> _EXCERTO FORNECIDO_:

==*==

De que forma o culto dos mártires, que rapidamente se desenvolveu, se traduziu em representações artísticas?

A mais antiga representação que chegou até nós deve-se ao mosteiro de Lorvão, onde se encontrava a irmã do rei, a rainha D. Teresa, após o regresso de Leão. A seu pedido foram para Lorvão parte das relíquias e a corda com que os mártires andaram arrastados pelas ruas. Para as conter se fez uma arca relicário esculpida em calcário, onde se veem os cinco frades sob arcadas, em variados gestos, tendo na extremidade o Miramolim, sentado, de atitude interpelante. A cena representa a disputa dos mártires com o miramolim, dentro do palácio do rei: um passo da história que a iconografia não voltaria a repetir, pois as representações seguintes todas se centram no martírio, à exceção das de Alenquer, onde uma pintura seiscentista representa a aparição dos mártires a Santa Sancha, logo após o martírio (o acolhimento dos frades por D. Sancha, em azulejo, na portaria do convento, está muito degradado e quase irrecuperável).

==*==

> _A SUA TAREFA_: Segundo o excerto sobre as representações artísticas dos mártires, em que material foi esculpida a arca relicário feita para Lorvão?

> _MATERIAL FORNECIDO_:
==*==

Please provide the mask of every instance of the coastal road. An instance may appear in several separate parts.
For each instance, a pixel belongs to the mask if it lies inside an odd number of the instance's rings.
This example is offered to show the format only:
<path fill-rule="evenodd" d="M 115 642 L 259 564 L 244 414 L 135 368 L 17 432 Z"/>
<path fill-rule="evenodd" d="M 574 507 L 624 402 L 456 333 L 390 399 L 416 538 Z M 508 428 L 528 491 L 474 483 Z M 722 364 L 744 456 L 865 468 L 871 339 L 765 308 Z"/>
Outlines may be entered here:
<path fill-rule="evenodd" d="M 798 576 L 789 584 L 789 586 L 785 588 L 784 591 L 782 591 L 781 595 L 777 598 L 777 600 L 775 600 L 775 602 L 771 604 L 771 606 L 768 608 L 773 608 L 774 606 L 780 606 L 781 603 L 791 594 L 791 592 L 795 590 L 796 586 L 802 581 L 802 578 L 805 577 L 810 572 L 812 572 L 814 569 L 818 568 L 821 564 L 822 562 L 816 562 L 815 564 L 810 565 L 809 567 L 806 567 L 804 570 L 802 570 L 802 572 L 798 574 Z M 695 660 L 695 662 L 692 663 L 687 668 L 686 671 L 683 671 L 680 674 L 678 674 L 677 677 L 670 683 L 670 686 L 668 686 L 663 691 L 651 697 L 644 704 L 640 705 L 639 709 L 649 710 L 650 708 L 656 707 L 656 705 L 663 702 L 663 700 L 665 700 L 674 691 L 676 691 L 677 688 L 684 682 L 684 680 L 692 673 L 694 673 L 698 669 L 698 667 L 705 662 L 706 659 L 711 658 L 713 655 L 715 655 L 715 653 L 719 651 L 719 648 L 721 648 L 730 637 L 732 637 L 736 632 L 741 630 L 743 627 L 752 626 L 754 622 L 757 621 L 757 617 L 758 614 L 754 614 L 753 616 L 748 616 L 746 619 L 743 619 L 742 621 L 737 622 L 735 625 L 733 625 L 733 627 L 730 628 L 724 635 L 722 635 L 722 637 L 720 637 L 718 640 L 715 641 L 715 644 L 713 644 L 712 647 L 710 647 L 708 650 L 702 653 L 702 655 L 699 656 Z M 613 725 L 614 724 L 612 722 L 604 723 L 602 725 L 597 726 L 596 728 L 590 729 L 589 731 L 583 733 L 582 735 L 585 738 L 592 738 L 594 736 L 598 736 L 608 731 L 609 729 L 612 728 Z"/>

==*==

> _RESPOSTA À TAREFA_: Em calcário.